Im Jahr 2009 trat die UN-Konvention über die Rechte von Menschen mit Behinderungen in Kraft. Darin ist die gleichberechtigte Teilhabe von behinderten Menschen am gesellschaftlichen Leben festgeschrieben – und auch das Recht auf gemeinsame schulische Bildung. Alle Kinder sollen zukünftig gemeinsam lernen können, wie es in Ländern wie Schweden schon lange praktiziert wird. Dabei ist Inklusion nicht Integration, Behinderte sollen nicht „integriert“ werden in eine Gesellschaft „gesunder“ Menschen – stattdessen steht hinter der Inklusion die Idee, dass alle Menschen einzigartig und Behinderungen lediglich eine Facette der Individualität sind.

Inzwischen ist die Inklusion auch das Bildungsthema Nummer eins in Deutschland, bundesweit wird in Behörden und Schulen mit Hochdruck daran gearbeitet, dass möglichst viele Förderkinder Regelschulen besuchen können. Einige Bundesländer sind dabei durchaus erfolgreich: In Schleswig-Holstein besuchen bereits 49,9 Prozent aller behinderten Schüler Regelschulen, in Berlin 43,9 Prozent und in Bremen 41,2 Prozent. Andere Länder gehen es etwas langsamer an: Baden-Württemberg richtete im Schuljahr 2012/2013 vierzig sogenannte Starterschulen als modellhafte Gemeinschaftsschulen mit inklusivem Bildungsangebot ein, um erste Erfahrungswerte zu sammeln. Eine flächendeckende Einführung soll dort erst im Schuljahr 2014/2015 in Kraft treten.

Viele körperbehinderte Kinder besuchen weiterhin Spezialschulen

Allerdings ist der Begriff „Behinderung“ im Rahmen der schulischen Inklusion irreführend. Denn auf Rollstühle oder visuelle Hilfen im Unterricht sind die meisten Schulen noch immer nicht vorbereitet. Viele körperbehinderte Kinder besuchen weiterhin Spezialschulen, weil kaum eine Regelschule Fahrstühle oder Treppenlifts installiert hat. Auch gehörlosen Kindern bietet der reguläre Schulbetrieb noch zu wenige Möglichkeiten der Teilhabe. Diejenigen behinderten Kinder, die inkludiert werden, haben zu 75 Prozent also ganz andere Probleme: Beeinträchtigungen des Lernens (43,7 Prozent), der geistigen Entwicklung (16 Prozent), der emotionalen und sozialen Entwicklung (11,5 Prozent) und der Sprache (10,6 Prozent). Nicht selten liegen ihren Schwierigkeiten soziale Probleme zugrunde wie prekäre Lebensverhältnisse, bildungsferne Elternhäuser oder wenig Fürsorge. Deshalb sind besonders in Brennpunktstadtteilen viele Förderkinder mit Lernbehinderungen zu finden. „Lernbehinderte Kinder kommen häufig aus sogenannten anregungsarmen Elternhäusern“, sagt Bernd Ahrbeck, Professor für Rehabilitationswissenschaften und Verhaltensgestörtenpädagogik an der Humboldt-Universität Berlin. „Der Satz, die Lernbehindertenschulen sind die Schulen der Armen, ist also nicht völlig falsch.“

Die Grundschule Lämmersieth hat sich intensiv auf ihre vielfältige Schülerschaft eingestellt. Viele großartige Ideen und Projekte hat Direktorin Antje Kılıçlı an der Schule realisiert, um möglichst eng an die Lebenswelt der Kinder und Eltern anknüpfen zu können: Jeder Jahrgang verfügt über einen deutsch-türkischen Zweig, es gibt ein kostenfreies Schülerfrühstück, einen Hort, ein Elterncafé, einen Schulgarten, Musiktherapie, family literacy-Projekte, viele Beratungsangebote für Eltern. Außerdem die preisgekrönte „Kunstetage“ im dritten Stock der Schule, ein gemeinsam von Hamburger Künstlern und Schülern geschaffenes eindrucksvolles Fantasiereich. Und Schulklassen, in denen Kinder mit ganz unterschiedlichen Stärken und Schwächen gemeinsam lernen.

- Auflistung -

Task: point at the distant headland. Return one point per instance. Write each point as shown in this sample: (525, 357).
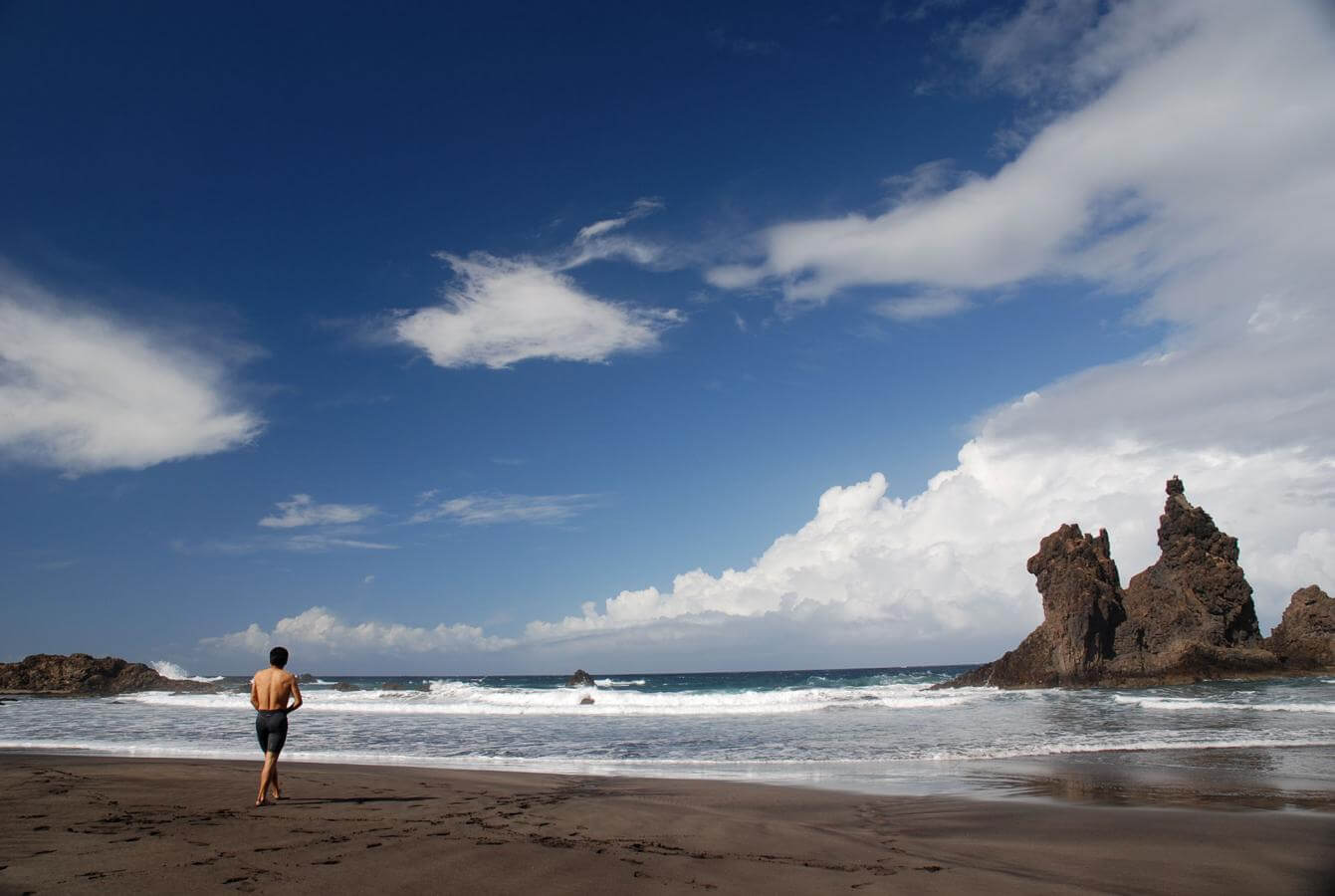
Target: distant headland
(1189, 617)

...

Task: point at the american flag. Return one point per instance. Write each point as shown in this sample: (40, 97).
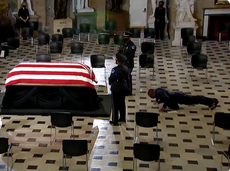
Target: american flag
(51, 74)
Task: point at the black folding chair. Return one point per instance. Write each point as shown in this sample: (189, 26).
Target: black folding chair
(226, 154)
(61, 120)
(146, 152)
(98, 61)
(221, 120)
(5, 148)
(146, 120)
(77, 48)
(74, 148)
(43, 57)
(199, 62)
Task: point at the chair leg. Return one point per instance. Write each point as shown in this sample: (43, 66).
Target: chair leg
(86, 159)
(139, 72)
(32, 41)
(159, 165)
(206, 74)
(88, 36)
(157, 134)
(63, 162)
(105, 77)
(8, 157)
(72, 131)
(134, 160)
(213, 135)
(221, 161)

- Aufgabe 1 -
Beantworte zum Text über Inklusion an Schulen diese Fragen:
(a) In welchem Jahr trat die UN-Konvention über die Rechte von Menschen mit Behinderungen in Kraft?
(b) Wie viel Prozent aller behinderten Schüler besuchen in Berlin Regelschulen?
(c) Wer ist Direktorin der Grundschule Lämmersieth?
- Aufgabe 2 -
Schreib den Text über Inklusion an Schulen nach seinem letzten Satz weiter.
Das Material wird hier nicht gebraucht.

- Antwort 1 -
(a) 2009
(b) 43,9 Prozent
(c) Antje Kılıçlı

- Antwort 2 -
Auch in der Klasse 2c gibt es viele Schüler mit Förderplänen. Farzin, ein dunkelhaariger und kräftiger Junge, hat den Förderschwerpunkt sozial-emotionale Entwicklung. Es fällt ihm schwer, mit den anderen Kindern zurechtzukommen, er neigt zu aggressiven Impulsdurchbrüchen. Damit umzugehen ist nicht leicht: Viele Lehrerinnen möchten die Klasse nicht allein unterrichten, weil sie befürchten, Farzins Wutanfälle nicht unter Kontrolle zu bekommen. Auch nach dem Mathematikunterricht ergibt sich eine kritische Situation. Frau Akbaş, die Lehrerin, ist gerade weg, da entzündet sich aus dem Nichts ein Streit zwischen Farzin und Noah. Farzin schlägt um sich und tritt Noah ins Gesicht. Die Sonderpädagogin Elke Brachtendorf geht lautstark dazwischen, trennt die Jungs und zieht sich mit Farzin ins Besprechungszimmer zurück. „In dieser Situation wäre es wirklich notwendig, noch eine Erzieherin an der Seite zu haben“, sagt sie. Vor der Inklusion waren Integrationsklassen in Grundschulen wie jener in Hamburg-Dulsberg durchgängig doppelt besetzt, mit einem Team aus Lehrkräften, Sonderpädagogen und Erziehern oder Sozialpädagogen. Nun stellt die Behörde in Hamburg pro behindertes Kind für lediglich 3 1/2 Stunden in der Woche eine Tandembesetzung bereit. Eine Doppelbesetzung ist – je nachdem, wie viele Förderkinder die Klasse besuchen – allenfalls stundenweise möglich.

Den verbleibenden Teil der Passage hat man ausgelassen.